----- Records supplied

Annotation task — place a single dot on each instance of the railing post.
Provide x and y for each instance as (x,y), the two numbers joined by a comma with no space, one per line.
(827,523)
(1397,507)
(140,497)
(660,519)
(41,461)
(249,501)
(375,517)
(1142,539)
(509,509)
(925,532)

----------

* [Directions]: Write out only those lines of the entries that lie between the line containing "Provide x and" and the last line, inclusive, reproducing them exactly.

* [Result for this exercise]:
Provide x and y for each instance as (x,y), the two numbers joined by a comma with no space, one per line.
(827,523)
(1397,507)
(140,497)
(660,519)
(41,461)
(249,501)
(375,517)
(1142,539)
(509,509)
(925,532)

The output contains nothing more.